An exact transcription of the data below, complete and unaltered, is the expected answer.

# [Supplied material]

----------------

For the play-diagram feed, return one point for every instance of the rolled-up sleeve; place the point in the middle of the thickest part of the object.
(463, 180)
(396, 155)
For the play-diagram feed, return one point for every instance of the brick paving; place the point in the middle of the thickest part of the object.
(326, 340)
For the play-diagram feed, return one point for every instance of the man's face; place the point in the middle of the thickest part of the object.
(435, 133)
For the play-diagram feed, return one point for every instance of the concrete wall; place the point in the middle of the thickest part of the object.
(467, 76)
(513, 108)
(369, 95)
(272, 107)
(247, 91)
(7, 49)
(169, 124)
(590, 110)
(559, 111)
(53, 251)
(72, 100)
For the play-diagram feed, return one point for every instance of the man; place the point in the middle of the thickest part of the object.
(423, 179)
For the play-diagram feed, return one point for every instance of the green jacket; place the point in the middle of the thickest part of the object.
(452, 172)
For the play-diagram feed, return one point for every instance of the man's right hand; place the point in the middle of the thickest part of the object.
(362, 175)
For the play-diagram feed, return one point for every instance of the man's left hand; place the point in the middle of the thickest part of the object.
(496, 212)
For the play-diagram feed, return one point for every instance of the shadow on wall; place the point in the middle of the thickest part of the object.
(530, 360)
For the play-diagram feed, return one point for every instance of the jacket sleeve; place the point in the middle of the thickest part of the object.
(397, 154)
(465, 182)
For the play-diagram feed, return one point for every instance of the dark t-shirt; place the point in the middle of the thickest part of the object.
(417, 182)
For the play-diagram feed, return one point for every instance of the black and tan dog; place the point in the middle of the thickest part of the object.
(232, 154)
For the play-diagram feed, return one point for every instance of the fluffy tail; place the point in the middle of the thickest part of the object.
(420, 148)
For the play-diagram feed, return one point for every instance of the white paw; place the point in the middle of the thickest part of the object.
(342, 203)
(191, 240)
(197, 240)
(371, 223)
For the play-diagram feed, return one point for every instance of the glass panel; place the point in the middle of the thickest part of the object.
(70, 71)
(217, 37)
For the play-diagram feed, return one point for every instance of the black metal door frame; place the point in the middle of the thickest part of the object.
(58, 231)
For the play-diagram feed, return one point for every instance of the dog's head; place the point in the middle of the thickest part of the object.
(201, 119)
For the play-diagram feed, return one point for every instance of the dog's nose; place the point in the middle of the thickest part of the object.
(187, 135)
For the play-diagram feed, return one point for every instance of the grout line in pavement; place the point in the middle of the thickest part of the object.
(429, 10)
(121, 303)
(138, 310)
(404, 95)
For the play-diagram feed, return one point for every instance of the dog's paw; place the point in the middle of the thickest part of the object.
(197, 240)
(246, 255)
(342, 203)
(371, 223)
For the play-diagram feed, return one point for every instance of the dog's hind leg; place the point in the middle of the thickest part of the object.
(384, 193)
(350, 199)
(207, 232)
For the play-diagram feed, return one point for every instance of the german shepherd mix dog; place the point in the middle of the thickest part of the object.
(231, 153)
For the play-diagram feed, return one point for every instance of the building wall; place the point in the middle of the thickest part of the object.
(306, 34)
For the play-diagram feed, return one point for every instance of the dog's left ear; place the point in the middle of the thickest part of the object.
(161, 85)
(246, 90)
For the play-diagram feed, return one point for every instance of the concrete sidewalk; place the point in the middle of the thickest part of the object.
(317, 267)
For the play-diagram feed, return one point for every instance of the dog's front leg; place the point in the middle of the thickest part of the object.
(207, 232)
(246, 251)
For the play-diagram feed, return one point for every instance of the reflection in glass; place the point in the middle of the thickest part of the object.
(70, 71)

----------------

# [Answer below]
For the play-diagram feed, return one point for every instance of the rolled-up sleeve; place the point in the middle of the thickest part of the object.
(463, 180)
(396, 155)
For the play-diagram feed, return one point for every instance of the brick paving; place the point in the middle of the thickest part of the object.
(326, 340)
For the play-diagram feed, return one point for every instance of the man's face; place the point in the middle of the thickest part of the object.
(435, 133)
For the play-diagram feed, return one point for every instance of the concrete wall; place the point in the middle of the thickest part of the object.
(467, 76)
(513, 108)
(369, 95)
(272, 107)
(247, 91)
(7, 49)
(169, 124)
(590, 110)
(559, 111)
(53, 251)
(72, 100)
For the play-diagram feed, return one point for every instance of the man; place the point in the middle of the thickest part of the object.
(423, 179)
For the play-diagram feed, return one point for every instance of the green jacket; place the point in the middle of the thickest part of the object.
(452, 172)
For the play-diagram feed, return one point for every instance of the man's right hand; place the point in the middle of the thickest part of the object.
(362, 175)
For the play-diagram feed, return one point for every instance of the man's left hand; place the point in the middle of the thickest part of the object.
(496, 212)
For the play-diagram feed, return one point for every instance of the shadow on wall; place the point in the middle of the thickest part of the object.
(530, 360)
For the play-diagram feed, return one point for every instance of the jacket sleeve; place the point in the middle of the thickest part of the object.
(397, 154)
(465, 182)
For the play-diagram feed, return one point for every instance of the dark t-shirt; place the point in the middle of the thickest part of the object.
(417, 182)
For the play-diagram feed, return one point for every instance of the black and tan dog; place the point in the middle of the thickest part of the object.
(232, 154)
For the play-diagram feed, return one point for every instance of the fluffy tail; place the point in the middle of the thickest part of the object.
(420, 148)
For the play-diagram feed, return one point for every instance of the white paw; place the point in the middle of the thickest part of the object.
(342, 203)
(191, 240)
(197, 240)
(371, 223)
For the play-diagram feed, return one point for every instance of the glass panel; place the point in the middle of the thickest part of the object.
(70, 71)
(217, 37)
For the play-diagram feed, return one point for every instance of the black metal door frame; place the point in the middle of the thickest part of the object.
(58, 231)
For the play-diagram feed, return one point for every instance of the dog's head; place the point in the middle of the thickest part of the object.
(201, 119)
For the play-diagram feed, return one point for every instance of the dog's nose; place the point in the middle of the thickest part of the object.
(187, 135)
For the play-diagram feed, return one point for every instance of the grout line in pavement; place the point in the middle of the thickest part of the object.
(429, 10)
(121, 303)
(138, 310)
(404, 95)
For the play-diagram feed, return one point for every instance of the dog's paw; place the point in the middle of the thickest part of the object.
(197, 240)
(246, 255)
(342, 203)
(371, 223)
For the play-diagram feed, return one point for every instance of the dog's hind leg; place the point in the middle of the thickest part of the object.
(384, 193)
(350, 199)
(207, 232)
For the play-diagram feed, return one point for every instance of the german shepherd mix dog; place the point in the middle of the thickest part of the object.
(231, 153)
For the play-diagram feed, return one point for every instance of the building wall; place the point in the middle of the thickest part of the object.
(306, 34)
For the play-diagram feed, return one point for every instance of the dog's left ear; place the point in the middle of the thickest part of the object.
(161, 85)
(246, 90)
For the play-diagram feed, return one point for every instance of the concrete sidewalk; place the point in the middle of the thickest part of the object.
(317, 267)
For the play-diagram feed, return one point for every instance of the dog's front leg; place the point in the middle of the thickest part of the object.
(207, 232)
(246, 251)
For the play-diagram feed, return one point for every instance of the reflection in glass; place the point in the middle of the thickest part of the object.
(70, 71)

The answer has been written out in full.